EXERCISE TASK:
Please write out the items below again, replacing "bounding rectangle" with "bounding box" wherever it occurs and leaving everything else unchanged.

RECORD EXTRACTS:

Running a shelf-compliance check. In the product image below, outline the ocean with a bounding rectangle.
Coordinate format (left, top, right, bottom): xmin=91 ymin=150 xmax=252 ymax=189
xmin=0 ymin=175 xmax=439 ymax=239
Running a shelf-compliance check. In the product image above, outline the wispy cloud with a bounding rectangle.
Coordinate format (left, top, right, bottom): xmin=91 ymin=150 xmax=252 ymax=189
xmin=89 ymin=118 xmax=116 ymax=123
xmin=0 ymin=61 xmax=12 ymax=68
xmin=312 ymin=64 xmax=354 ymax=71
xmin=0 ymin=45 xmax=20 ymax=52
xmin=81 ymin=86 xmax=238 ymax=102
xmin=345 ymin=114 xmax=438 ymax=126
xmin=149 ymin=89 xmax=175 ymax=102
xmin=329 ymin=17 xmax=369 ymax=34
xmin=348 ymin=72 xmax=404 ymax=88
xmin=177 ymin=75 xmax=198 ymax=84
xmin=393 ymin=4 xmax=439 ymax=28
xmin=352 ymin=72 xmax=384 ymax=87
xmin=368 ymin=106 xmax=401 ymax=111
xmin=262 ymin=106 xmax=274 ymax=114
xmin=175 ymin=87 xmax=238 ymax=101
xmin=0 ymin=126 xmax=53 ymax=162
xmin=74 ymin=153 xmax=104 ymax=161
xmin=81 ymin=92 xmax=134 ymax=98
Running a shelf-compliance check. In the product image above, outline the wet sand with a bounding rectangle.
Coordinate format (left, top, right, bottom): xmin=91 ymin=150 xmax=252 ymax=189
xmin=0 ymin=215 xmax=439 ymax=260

CORRECT ANSWER:
Running a shelf-compliance check. In the product image below, outline the ocean with a bounding box.
Coordinate format (left, top, right, bottom): xmin=91 ymin=150 xmax=252 ymax=189
xmin=0 ymin=175 xmax=439 ymax=239
Running a shelf-compliance check. In the product image above, outline the wispy cloud with a bounding box.
Coordinate format (left, top, right, bottom): xmin=91 ymin=150 xmax=252 ymax=189
xmin=89 ymin=118 xmax=116 ymax=123
xmin=0 ymin=61 xmax=12 ymax=68
xmin=312 ymin=64 xmax=354 ymax=71
xmin=0 ymin=45 xmax=20 ymax=52
xmin=81 ymin=86 xmax=238 ymax=102
xmin=345 ymin=114 xmax=438 ymax=126
xmin=149 ymin=89 xmax=175 ymax=102
xmin=329 ymin=17 xmax=369 ymax=34
xmin=348 ymin=72 xmax=404 ymax=88
xmin=177 ymin=75 xmax=198 ymax=84
xmin=393 ymin=4 xmax=439 ymax=28
xmin=352 ymin=72 xmax=384 ymax=87
xmin=368 ymin=106 xmax=401 ymax=111
xmin=262 ymin=106 xmax=274 ymax=114
xmin=175 ymin=87 xmax=238 ymax=101
xmin=0 ymin=126 xmax=53 ymax=162
xmin=74 ymin=153 xmax=104 ymax=161
xmin=81 ymin=92 xmax=134 ymax=98
Running a shelf-compliance check. In the product image above, outline the wet sand with a bounding box.
Coordinate format (left, top, right, bottom): xmin=91 ymin=150 xmax=252 ymax=189
xmin=0 ymin=215 xmax=439 ymax=260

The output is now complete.